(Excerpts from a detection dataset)
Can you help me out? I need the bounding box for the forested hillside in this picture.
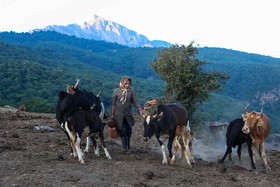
[0,32,280,131]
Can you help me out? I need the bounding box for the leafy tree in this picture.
[150,42,229,122]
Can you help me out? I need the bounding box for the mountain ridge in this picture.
[30,15,171,47]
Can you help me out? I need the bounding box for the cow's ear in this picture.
[257,119,264,127]
[157,112,163,120]
[242,114,247,121]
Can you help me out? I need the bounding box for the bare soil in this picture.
[0,108,280,187]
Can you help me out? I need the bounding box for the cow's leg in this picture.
[260,142,271,171]
[189,139,194,164]
[156,136,168,164]
[60,123,73,155]
[219,145,232,163]
[247,140,256,169]
[64,121,77,158]
[91,137,100,157]
[182,134,192,168]
[75,134,85,164]
[84,137,90,153]
[167,136,174,159]
[170,136,182,164]
[252,143,259,165]
[237,144,242,160]
[99,133,112,160]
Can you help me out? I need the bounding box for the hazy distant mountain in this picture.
[31,15,171,47]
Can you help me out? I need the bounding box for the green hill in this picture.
[0,32,280,131]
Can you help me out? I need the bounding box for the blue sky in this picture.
[0,0,280,58]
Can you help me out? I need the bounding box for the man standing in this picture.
[111,76,142,153]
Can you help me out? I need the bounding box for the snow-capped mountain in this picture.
[32,15,171,47]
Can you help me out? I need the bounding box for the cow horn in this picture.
[96,90,101,97]
[244,104,249,114]
[74,79,80,89]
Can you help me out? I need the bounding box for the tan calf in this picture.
[242,104,271,170]
[170,126,194,168]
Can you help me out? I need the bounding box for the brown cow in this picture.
[170,123,194,168]
[242,104,271,170]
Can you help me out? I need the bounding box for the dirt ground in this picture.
[0,108,280,187]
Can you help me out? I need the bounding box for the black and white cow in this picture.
[219,118,256,169]
[56,80,105,160]
[64,110,111,164]
[143,103,189,164]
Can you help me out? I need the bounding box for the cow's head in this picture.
[242,104,264,134]
[143,112,163,141]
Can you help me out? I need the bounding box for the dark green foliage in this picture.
[0,32,280,132]
[150,43,229,120]
[0,38,164,112]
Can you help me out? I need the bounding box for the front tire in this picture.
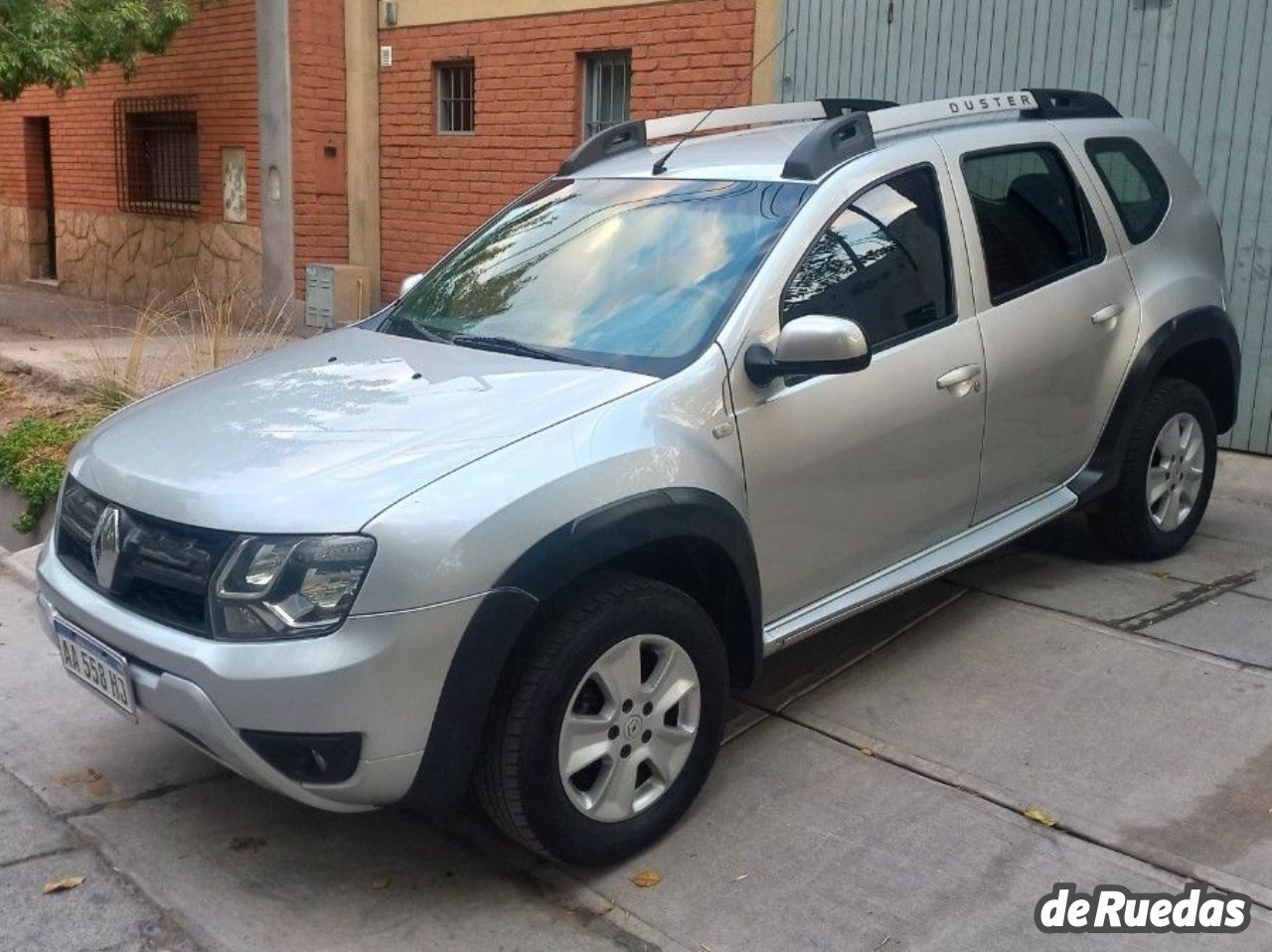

◆ **EXERCISE**: Substitute "enclosing rectangle" for every "bounding box" in the stretch from the line containing "ground in this picture." through the line containing "[143,103,189,164]", and leave everything else unchanged. Give back only those lines.

◆ **ANSWER BELOW**:
Can you help me out? I need the enclosing rectangle for the dirt ground in this picture.
[0,108,280,187]
Can you help me out? I need the enclosing rectangle for the black and white cow in this picture.
[219,118,256,169]
[56,80,105,160]
[64,110,111,164]
[143,103,189,164]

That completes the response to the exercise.